START Document segment
Oct 01 '22 04:10 JRaspass

From [email protected] on 2014-02-19 12:11:29 :

On Wed Feb 19 07:05:41 2014, KROKI wrote:

My final wild guess is that your server is too busy and memcached doesn't respond quite fast. Please set io_timeout parameter to zero to disable I/O timeout

Actually, by default close_on_error is enabled, so if it was a timeout issue the connetion would be closed. However from your memcached output I don't see close event for 604 at all, which is puzzling.

Oct 01 '22 04:10 JRaspass

From [email protected] on 2014-02-19 12:31:05 :

On 19 February 2014 12:11, Tomash Brechko via RT < [email protected]> wrote:

<URL: https://rt.cpan.org/Ticket/Display.html?id=93140 >

On Wed Feb 19 07:05:41 2014, KROKI wrote:

My final wild guess is that your server is too busy and memcached doesn't respond quite fast. Please set io_timeout parameter to zero to disable I/O timeout

Actually, by default close_on_error is enabled, so if it was a timeout issue the connetion would be closed. However from your memcached output I don't see close event for 604 at all, which is puzzling.

The server has beefy specs and is otherwise idling, and the same behaviour was witnessed when client and server was run on my local machine which again is beefy and not overloaded at all.

I've re-run the same script but with only the data_short set and gets and the C::M::F get connection does close but later in time: <604 new auto-negotiating client connection 604: Client using the ascii protocol <604 set data_short 0 0 1024

604 STORED <604 get data_short 604 sending key data_short 604 END <612 new auto-negotiating client connection 612: Client using the ascii protocol <612 get data_short 612 sending key data_short 612 END <612 connection closed. <604 connection closed.

Running the Memcached server in -vvv I can see rows and rows of: 604: going from conn_read to conn_waiting 604: going from conn_waiting to conn_read 604: going from conn_read to conn_waiting 604: going from conn_waiting to conn_read 604: going from conn_read to conn_waiting 604: going from conn_waiting to conn_read 604: going from conn_read to conn_waiting 604: going from conn_waiting to conn_read 604: going from conn_read to conn_waiting

Which probably explains why the data isn't returned and C::M::F connection isn't closed in a timely fashion?

Thanks, Damien

Oct 01 '22 04:10 JRaspass

From [email protected] on 2014-02-19 13:35:18 :

On Wed Feb 19 07:31:05 2014, [email protected] wrote:

I've re-run the same script but with only the data_short set and gets and the C::M::F get connection does close but later in time: ... <612 connection closed. <604 connection closed.
END Document segment
**Short task:** Reproduce word for word the part of the memcached thread that begins at "Thanks, Damien" and ends after "time: ... <612 connection closed. <604 connection closed.".
START Dataset section
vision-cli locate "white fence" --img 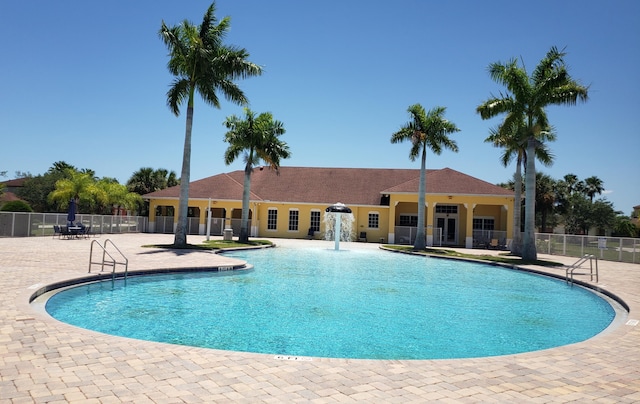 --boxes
END Dataset section
**Exercise result:**
Thanks, Damien

Oct 01 '22 04:10 JRaspass

From [email protected] on 2014-02-19 13:35:18 :

On Wed Feb 19 07:31:05 2014, [email protected] wrote:

I've re-run the same script but with only the data_short set and gets and the C::M::F get connection does close but later in time: ... <612 connection closed. <604 connection closed.